- EXERCISE PROMPT: Update the listing below by replacing "with a point" with "with a dot" throughout while keeping everything else unchanged, and leave the pictures out of your answer.

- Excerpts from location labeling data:
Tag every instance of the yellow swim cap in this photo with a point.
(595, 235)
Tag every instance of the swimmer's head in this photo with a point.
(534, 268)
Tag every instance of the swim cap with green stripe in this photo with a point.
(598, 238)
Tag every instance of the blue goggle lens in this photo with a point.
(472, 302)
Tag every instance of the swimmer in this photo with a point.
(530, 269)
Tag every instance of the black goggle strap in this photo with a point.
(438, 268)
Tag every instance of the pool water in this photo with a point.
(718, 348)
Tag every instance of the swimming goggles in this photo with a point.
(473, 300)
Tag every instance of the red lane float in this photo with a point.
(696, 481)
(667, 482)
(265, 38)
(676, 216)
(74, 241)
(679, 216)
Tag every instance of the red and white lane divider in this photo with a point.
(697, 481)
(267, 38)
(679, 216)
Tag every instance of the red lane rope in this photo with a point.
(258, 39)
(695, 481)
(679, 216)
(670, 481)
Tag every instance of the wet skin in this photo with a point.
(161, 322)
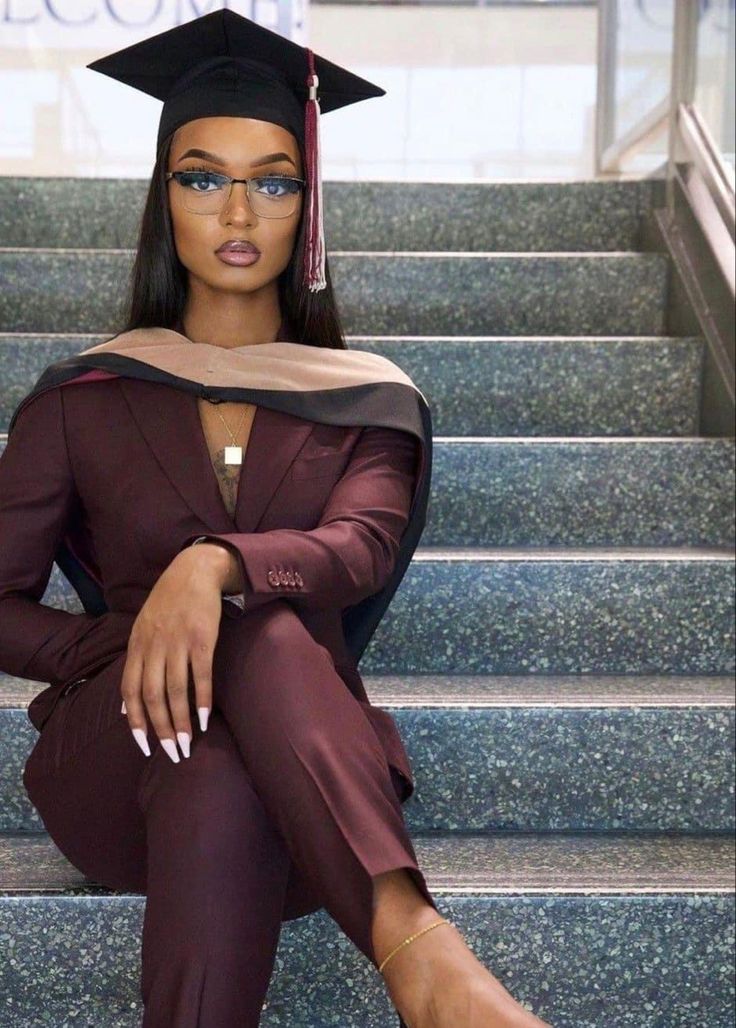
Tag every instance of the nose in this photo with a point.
(236, 206)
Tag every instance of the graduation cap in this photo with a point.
(224, 64)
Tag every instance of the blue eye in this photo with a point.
(272, 182)
(194, 179)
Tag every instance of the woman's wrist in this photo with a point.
(224, 564)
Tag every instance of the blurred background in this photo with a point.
(483, 90)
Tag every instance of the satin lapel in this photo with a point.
(169, 419)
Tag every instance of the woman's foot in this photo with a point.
(437, 982)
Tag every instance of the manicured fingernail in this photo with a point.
(142, 740)
(171, 747)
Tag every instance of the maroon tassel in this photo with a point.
(315, 232)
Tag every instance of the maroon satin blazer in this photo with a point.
(321, 510)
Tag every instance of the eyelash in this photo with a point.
(209, 170)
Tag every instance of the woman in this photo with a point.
(288, 797)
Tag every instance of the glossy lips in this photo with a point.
(237, 252)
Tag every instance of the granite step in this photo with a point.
(587, 215)
(602, 491)
(519, 753)
(516, 611)
(388, 292)
(490, 386)
(584, 929)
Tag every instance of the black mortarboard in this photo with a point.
(224, 64)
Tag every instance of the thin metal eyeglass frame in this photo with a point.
(247, 183)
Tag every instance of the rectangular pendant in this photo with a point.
(233, 454)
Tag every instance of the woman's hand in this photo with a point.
(178, 624)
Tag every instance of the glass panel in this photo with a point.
(644, 48)
(714, 73)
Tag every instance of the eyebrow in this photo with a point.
(269, 158)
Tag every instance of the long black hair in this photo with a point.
(157, 289)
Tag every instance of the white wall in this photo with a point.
(494, 93)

- EXERCISE SOLUTION:
Tag every instance of the yellow swim cap in this photo with a dot.
(595, 235)
Tag every instance of the swimmer's head in this photo with a dot.
(534, 268)
Tag every instance of the swim cap with green stripe in this photo with a dot.
(598, 238)
Tag every instance of the blue goggle lens in this photo with a dot.
(472, 302)
Tag every instance of the swimmer in this photo with a dot.
(530, 269)
Tag every instance of the black goggle strap in this photo with a dot.
(438, 268)
Tag every instance of the pool water in this photo with a dot.
(718, 348)
Tag every instance of the swimming goggles in this photo with a dot.
(473, 300)
Tag every instance of the red lane float in this photo with a dot.
(696, 481)
(667, 482)
(265, 38)
(676, 216)
(74, 241)
(679, 216)
Tag every instance of the red and white lane divider in this photo with a dot.
(697, 481)
(267, 38)
(679, 216)
Tag every instance of the red lane rope in this photo with a dot.
(258, 39)
(695, 481)
(679, 216)
(670, 481)
Tag every instance of the wet skin in this photo with a dot.
(161, 322)
Tag every instance of the nose in this photo with a dot.
(236, 206)
Tag every instance of the graduation cap in this photo with a dot.
(224, 64)
Tag every instance of the blue eye in this photo with a dot.
(272, 182)
(194, 179)
Tag every instance of the woman's wrist in this photo with a dot.
(224, 564)
Tag every instance of the blurred background in this photo with a dot.
(483, 90)
Tag every instance of the satin lapel in this photo with a dot.
(169, 419)
Tag every instance of the woman's foot in this photo with a dot.
(437, 982)
Tag every instance of the manicured fingernail in this photo with a dot.
(142, 740)
(171, 747)
Tag every instance of the maroon tassel in this photo with a dot.
(315, 232)
Tag every instance of the maroon satin blazer in this photo with a dot.
(321, 510)
Tag every instance of the eyelash in this photo with a dot.
(209, 170)
Tag every instance of the woman in this photo with a dot.
(288, 797)
Tag every instance of the glossy lips in this photo with a dot.
(237, 252)
Tag every instance of the granite step in this photo with a dot.
(587, 215)
(602, 491)
(519, 753)
(516, 611)
(388, 292)
(490, 386)
(584, 929)
Tag every instance of the black mortarboard in this photo with a dot.
(224, 64)
Tag every instance of the thin metal eyeglass frame in this photo with a dot.
(247, 183)
Tag every instance of the rectangular pendant in this photo with a dot.
(233, 454)
Tag every instance of the woman's hand in this photo with a dot.
(178, 624)
Tag every instance of the glass panel in this photo with a dot.
(644, 48)
(714, 73)
Tag every instance of the eyebrow in this photo with a dot.
(269, 158)
Tag every instance of the long black hair in this photo with a dot.
(157, 289)
Tag every instance of the white wall in this photo with a dot.
(494, 93)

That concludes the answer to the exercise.